* **TO BE DONE**:
In the records below, replace "cable-knit" with "chunky-knit" wherever it occurs and leave everything else unchanged. Omit the pictures from your output.

··· SUPPLIED MATERIAL

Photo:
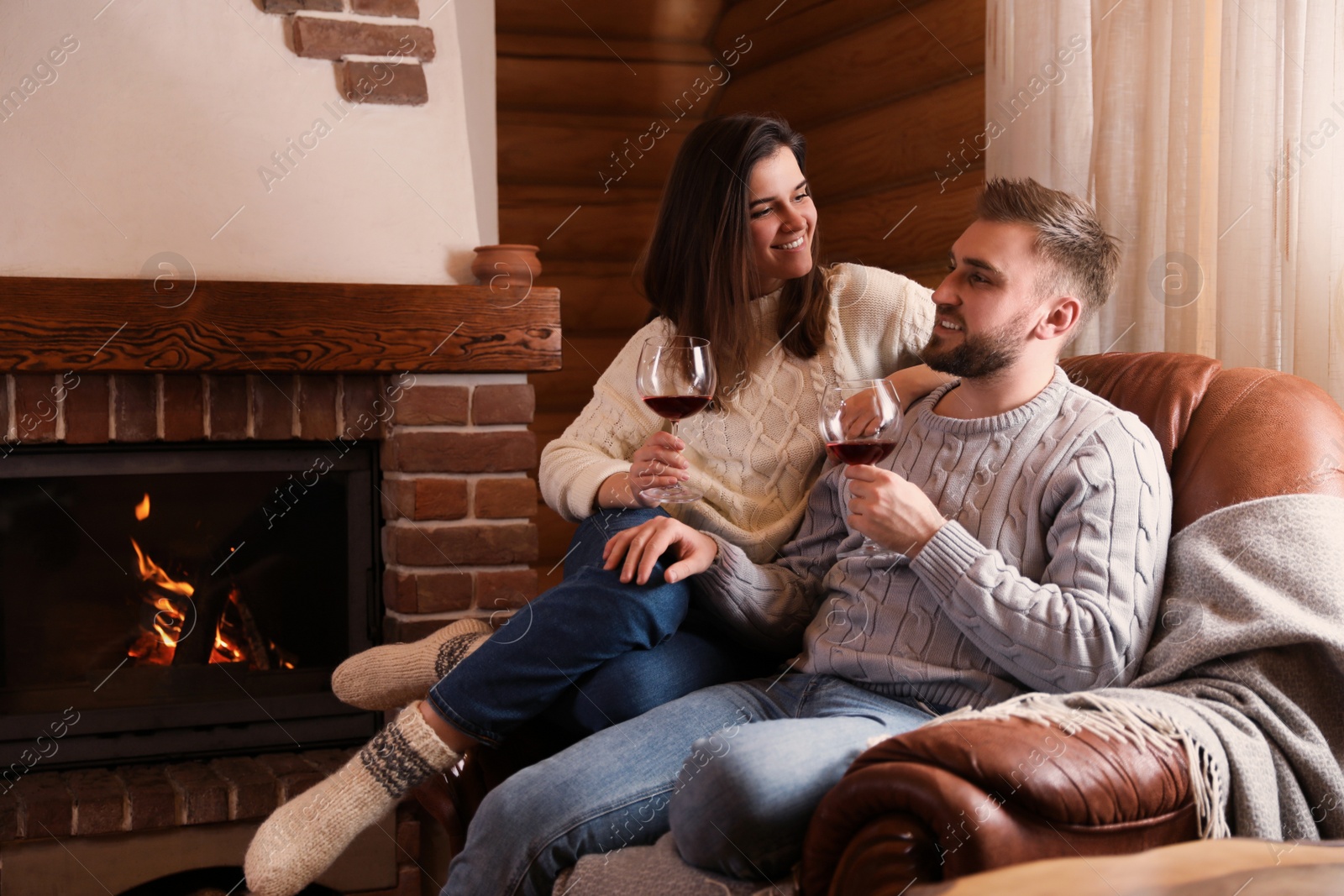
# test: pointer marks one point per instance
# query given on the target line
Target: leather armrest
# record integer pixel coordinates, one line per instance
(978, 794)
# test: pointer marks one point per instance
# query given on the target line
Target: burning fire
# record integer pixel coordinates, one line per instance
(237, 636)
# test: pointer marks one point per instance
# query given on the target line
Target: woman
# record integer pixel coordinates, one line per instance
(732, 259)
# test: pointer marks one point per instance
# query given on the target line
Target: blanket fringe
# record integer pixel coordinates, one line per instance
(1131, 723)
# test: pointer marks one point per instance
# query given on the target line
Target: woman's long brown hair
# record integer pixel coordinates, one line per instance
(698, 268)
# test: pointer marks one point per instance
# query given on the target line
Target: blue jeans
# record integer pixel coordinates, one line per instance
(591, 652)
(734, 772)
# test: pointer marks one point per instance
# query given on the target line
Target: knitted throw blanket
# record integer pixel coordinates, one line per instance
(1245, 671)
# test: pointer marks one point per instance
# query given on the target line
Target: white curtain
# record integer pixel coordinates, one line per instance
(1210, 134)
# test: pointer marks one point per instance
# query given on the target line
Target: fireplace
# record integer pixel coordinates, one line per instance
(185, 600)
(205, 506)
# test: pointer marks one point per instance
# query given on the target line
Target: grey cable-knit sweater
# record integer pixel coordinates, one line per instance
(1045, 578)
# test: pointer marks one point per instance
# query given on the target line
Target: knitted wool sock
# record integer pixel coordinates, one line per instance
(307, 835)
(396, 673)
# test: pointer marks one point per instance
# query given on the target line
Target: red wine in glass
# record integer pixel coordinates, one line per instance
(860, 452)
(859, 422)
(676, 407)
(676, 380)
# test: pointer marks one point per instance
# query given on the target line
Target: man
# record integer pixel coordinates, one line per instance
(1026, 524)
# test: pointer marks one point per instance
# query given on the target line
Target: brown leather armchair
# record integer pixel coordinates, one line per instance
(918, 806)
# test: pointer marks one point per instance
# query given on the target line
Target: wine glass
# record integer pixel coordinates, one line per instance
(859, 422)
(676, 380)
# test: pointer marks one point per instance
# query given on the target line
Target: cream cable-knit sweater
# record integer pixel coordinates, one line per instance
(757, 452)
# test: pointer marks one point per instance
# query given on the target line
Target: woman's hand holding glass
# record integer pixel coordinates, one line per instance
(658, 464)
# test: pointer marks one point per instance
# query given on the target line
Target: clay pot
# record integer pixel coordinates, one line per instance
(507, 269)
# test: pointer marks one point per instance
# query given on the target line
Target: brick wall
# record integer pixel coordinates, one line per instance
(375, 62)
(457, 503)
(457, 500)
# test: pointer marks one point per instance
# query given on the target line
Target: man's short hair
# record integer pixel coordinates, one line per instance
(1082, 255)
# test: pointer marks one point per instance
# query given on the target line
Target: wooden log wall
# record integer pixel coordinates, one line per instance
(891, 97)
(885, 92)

······

* **THE COMPLETED TASK**:
Photo:
# test: pointer marks one point per instance
# query given on the target line
Target: leather armrest
# record integer pixel coordinates, one line per instance
(978, 794)
# test: pointer marks one point per instance
# query given on the target line
Target: burning fire
# record integer pixel coordinates, one line per instance
(237, 636)
# test: pointer marks one point per instance
# query given on the target line
Target: woman
# record integer pixel coordinates, one line per instance
(732, 259)
# test: pointer marks one point per instance
# query given on the target line
Target: blanket fringe
# record integer pixel coordinates, one line per instance
(1131, 723)
# test: pointer marks one point per instance
# query given on the target line
Target: woman's long brown hair
# record integer pixel coordinates, one line per instance
(698, 268)
# test: pointer marks one point per instance
# query given on the target line
Target: blue jeans
# record integer pixel coordinates, one line per instance
(591, 652)
(734, 772)
# test: pointer marks one point per instance
# query given on the target line
Target: knitted throw blanket
# record integer pixel coordinates, one line per instance
(1245, 671)
# test: pointer marks one point per instance
# query given on the target line
Target: white curtain
# record integer pixel coordinates, one line per instance
(1210, 134)
# test: pointer marks one point per instance
# query given on the target line
Target: fireplace
# record integer pixel coordinates, one line per instance
(185, 600)
(205, 506)
# test: pointer marks one point per instance
# query given on the target line
Target: grey chunky-knit sweater
# record integer pixel coordinates, one line per instance
(1045, 578)
# test: pointer marks one point per instance
# query given on the target line
Target: knitted wool sock
# record integer pixel coordinates, one line per instance
(307, 835)
(396, 673)
# test: pointer marks one point per instance
# query given on the target line
Target: red wine in glass
# record integer pixel coordinates, one line per instance
(860, 452)
(859, 422)
(676, 407)
(676, 380)
# test: pointer marks one point per instance
# query given on the target line
Target: man
# record integer pixel coordinates, one line per instance
(1026, 524)
# test: pointer marks one point per instance
# query given on the target line
Target: brown leather armchair
# record integer pixel coordinates, one line per instance
(918, 806)
# test: pointer marks one point per instance
# query given on the target line
Target: wine glass
# record integer pixel coordinates, one line per instance
(859, 422)
(676, 380)
# test: pointer marks one point per instance
# query given on the target line
Target: cream chunky-knit sweater
# record integer pixel coordinates, one line per instance
(757, 452)
# test: pointer marks one point per instance
# query given on the target line
Target: woman's hand holding glass
# record integer pixel coordinates, one line per instance
(658, 464)
# test: pointer marks one point per instance
# query given on the target line
Target: clay pot
# record integer pixel coordinates, one line per instance
(507, 269)
# test: pointer marks one point per instance
# query given on the target line
Target: brick wall
# record integer pixel coordinates, one line per instance
(375, 62)
(457, 503)
(457, 500)
# test: pointer marks one point per instance
# query given on the target line
Target: man's short hair
# record integer pixel coordinates, one line per instance
(1082, 255)
# test: pointer marks one point per instance
# query given on the target line
Target: wooden log wall
# record integer pixel coordinates, one line per instance
(891, 97)
(885, 92)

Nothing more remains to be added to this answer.